What is needed is a word-for-word copy of the listing below, without pictures.

**** Information

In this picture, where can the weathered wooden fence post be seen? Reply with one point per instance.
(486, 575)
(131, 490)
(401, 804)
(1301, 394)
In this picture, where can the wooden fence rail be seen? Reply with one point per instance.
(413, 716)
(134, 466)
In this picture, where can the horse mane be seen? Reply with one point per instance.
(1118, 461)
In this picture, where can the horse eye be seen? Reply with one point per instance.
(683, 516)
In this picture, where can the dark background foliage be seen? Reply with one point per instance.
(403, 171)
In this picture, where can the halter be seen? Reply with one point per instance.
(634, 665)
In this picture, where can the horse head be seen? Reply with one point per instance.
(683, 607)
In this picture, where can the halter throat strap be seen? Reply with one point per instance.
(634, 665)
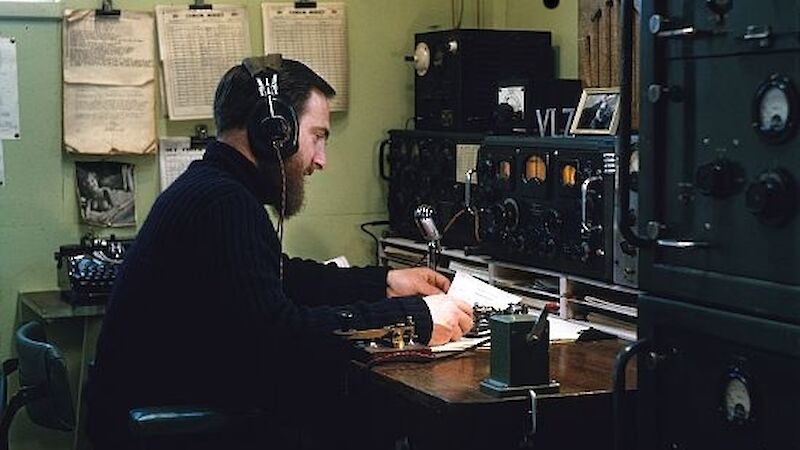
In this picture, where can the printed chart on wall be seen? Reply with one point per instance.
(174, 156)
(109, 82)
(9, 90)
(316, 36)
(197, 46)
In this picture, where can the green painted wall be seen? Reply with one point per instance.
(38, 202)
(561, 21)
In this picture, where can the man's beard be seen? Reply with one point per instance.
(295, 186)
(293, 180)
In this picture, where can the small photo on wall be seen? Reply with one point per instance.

********

### Result for this task
In this picture, where can the weathered wooden fence post be seen? Reply with one point per instance.
(486, 575)
(131, 490)
(401, 804)
(1301, 394)
In this picture, where can the wooden fence rail be seen? Reply with one point per instance.
(413, 716)
(134, 466)
In this picture, where can the horse mane be seen? Reply with one point per instance.
(1118, 461)
In this picture, where can the horse eye be seen? Reply with one point per instance.
(683, 516)
In this picture, where can the dark background foliage be seen? Reply with one point per instance.
(403, 171)
In this picture, where can the halter be seen? Reply with one point per instance.
(634, 665)
In this picture, where can the horse head be seen? Reply with one point per instance.
(683, 607)
In this picture, where can the halter throat strap be seen? Reply with one point per instance.
(634, 665)
In this picture, where can the printed chart on wall be seen? Reply with one point per instance.
(174, 156)
(109, 82)
(9, 90)
(316, 36)
(197, 46)
In this picture, where can the green painted wall be seen? Reply with one point per instance.
(38, 202)
(561, 21)
In this picture, where can the man's beard be seen? Reply with one point per instance.
(295, 186)
(293, 180)
In this picture, where can the small photo on wall be seen? Reply with one point per instance.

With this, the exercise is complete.